Referring expression pointing data:
[Start of section]

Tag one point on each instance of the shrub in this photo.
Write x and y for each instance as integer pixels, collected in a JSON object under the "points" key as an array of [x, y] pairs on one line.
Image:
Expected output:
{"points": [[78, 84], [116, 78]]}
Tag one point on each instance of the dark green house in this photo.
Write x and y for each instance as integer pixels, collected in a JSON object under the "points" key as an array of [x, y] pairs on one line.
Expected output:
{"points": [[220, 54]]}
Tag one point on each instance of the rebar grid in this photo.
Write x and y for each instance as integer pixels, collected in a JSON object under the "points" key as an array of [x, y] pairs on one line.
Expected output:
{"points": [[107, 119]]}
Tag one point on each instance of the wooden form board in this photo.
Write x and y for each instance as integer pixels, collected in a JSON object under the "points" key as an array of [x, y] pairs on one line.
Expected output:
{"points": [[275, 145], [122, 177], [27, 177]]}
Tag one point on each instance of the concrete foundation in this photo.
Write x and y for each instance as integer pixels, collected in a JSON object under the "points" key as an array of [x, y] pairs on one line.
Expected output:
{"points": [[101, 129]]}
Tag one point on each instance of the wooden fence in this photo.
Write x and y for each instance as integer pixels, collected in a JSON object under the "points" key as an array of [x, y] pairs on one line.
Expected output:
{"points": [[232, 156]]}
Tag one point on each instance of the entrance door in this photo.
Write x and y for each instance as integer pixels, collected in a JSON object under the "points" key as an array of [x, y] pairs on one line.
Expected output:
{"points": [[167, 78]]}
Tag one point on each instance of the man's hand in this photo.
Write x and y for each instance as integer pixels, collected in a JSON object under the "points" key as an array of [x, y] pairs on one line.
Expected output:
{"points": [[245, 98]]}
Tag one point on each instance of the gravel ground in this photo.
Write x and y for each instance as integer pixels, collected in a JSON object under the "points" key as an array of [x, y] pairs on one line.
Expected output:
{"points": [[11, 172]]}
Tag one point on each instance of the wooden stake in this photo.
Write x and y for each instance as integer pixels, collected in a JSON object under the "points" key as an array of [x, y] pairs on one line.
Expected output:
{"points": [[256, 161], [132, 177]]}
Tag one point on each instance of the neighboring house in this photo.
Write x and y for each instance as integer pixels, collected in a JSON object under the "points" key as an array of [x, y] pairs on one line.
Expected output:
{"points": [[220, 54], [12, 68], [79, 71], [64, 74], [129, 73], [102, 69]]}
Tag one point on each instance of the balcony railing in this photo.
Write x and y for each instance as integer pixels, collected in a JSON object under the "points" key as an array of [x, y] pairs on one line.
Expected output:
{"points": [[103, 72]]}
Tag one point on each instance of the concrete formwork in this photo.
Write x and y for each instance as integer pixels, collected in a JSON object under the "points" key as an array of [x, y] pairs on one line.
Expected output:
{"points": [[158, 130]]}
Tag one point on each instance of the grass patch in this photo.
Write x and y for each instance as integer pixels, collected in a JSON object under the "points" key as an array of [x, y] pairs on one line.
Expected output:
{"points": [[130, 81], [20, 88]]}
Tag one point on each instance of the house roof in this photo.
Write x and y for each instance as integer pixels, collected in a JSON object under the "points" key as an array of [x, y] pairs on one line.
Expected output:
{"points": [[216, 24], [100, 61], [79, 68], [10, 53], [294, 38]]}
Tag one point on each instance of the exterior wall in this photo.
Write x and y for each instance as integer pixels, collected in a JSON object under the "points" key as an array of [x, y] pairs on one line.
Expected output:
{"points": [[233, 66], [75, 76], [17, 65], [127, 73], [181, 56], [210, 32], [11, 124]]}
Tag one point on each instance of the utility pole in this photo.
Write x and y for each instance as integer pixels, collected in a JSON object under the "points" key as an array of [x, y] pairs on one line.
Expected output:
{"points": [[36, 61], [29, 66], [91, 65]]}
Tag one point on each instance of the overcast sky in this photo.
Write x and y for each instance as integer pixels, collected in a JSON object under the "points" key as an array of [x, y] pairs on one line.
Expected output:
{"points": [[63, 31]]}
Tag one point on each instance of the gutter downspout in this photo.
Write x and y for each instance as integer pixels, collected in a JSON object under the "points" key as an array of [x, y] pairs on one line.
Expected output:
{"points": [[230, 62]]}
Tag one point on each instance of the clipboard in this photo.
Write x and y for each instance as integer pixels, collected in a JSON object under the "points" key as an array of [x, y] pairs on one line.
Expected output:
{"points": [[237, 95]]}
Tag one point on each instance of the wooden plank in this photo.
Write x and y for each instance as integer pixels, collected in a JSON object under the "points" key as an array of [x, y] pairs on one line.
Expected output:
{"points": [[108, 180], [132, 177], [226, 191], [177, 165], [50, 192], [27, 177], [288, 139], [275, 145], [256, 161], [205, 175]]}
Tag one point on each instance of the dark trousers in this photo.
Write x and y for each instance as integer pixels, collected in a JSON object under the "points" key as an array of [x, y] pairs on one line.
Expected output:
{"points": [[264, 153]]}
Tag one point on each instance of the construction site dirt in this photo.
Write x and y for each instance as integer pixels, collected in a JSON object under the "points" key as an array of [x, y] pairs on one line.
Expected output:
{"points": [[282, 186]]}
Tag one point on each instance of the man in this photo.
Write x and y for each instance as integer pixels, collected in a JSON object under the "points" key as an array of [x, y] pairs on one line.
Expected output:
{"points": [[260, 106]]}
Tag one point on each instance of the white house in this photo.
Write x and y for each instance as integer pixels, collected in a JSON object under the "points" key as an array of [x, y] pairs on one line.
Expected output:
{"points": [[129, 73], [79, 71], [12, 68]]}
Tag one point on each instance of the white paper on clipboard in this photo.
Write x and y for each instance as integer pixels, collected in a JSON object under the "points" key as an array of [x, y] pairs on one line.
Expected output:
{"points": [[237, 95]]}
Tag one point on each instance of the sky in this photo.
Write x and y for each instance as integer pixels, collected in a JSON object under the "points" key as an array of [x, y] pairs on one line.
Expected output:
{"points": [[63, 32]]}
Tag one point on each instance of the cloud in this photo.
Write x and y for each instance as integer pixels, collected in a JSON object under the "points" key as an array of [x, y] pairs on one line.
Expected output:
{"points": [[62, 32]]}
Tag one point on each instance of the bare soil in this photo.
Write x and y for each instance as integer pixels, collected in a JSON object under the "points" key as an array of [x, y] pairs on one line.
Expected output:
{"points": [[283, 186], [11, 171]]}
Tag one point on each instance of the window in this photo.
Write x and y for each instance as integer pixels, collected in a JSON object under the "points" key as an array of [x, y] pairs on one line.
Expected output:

[End of section]

> Activity:
Starting at the line that contains "Tag one point on each instance of the bare", write out every line through the last one in the data above, exactly as it stands.

> Answer to the problem:
Tag one point on each instance of the bare soil in this photo.
Write x and y for each instance as integer pixels, collected in a JSON object under the "points" key as an array of [x, y] pairs on one line.
Expected output:
{"points": [[283, 186], [11, 171]]}
Tag one point on each instance of the window in this photo.
Write x and y for each instance as integer pixels, collected in a JSON object under the "points" key as an array of [x, y] pairs on one line.
Expected output:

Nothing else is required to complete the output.